*** Opening of RECORDS FOR THIS EXERCISE ***

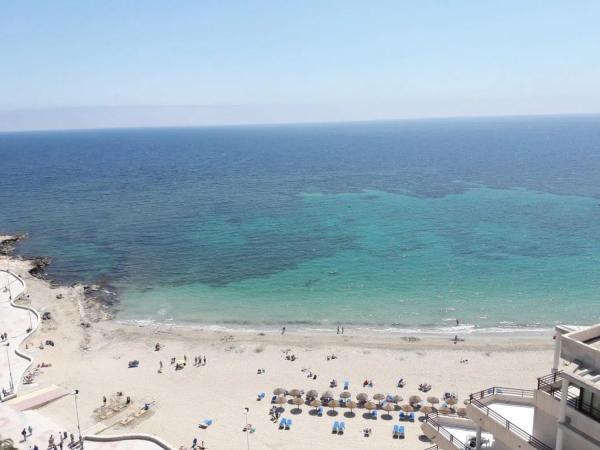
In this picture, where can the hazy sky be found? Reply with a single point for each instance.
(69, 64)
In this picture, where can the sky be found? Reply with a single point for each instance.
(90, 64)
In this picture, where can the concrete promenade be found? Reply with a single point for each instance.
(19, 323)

*** Close of RECORDS FOR THIS EXERCISE ***

▶ _WHAT IS EXPECTED_: The line that contains "In this picture, where can the sky", the final line of the listing, and every line between them are to be retyped exactly; nothing else.

▶ _WRITTEN SOLUTION_:
In this picture, where can the sky be found? Reply with a single point for each instance.
(90, 64)
In this picture, where can the concrete promenade be found? Reply with a single point for each instance.
(19, 323)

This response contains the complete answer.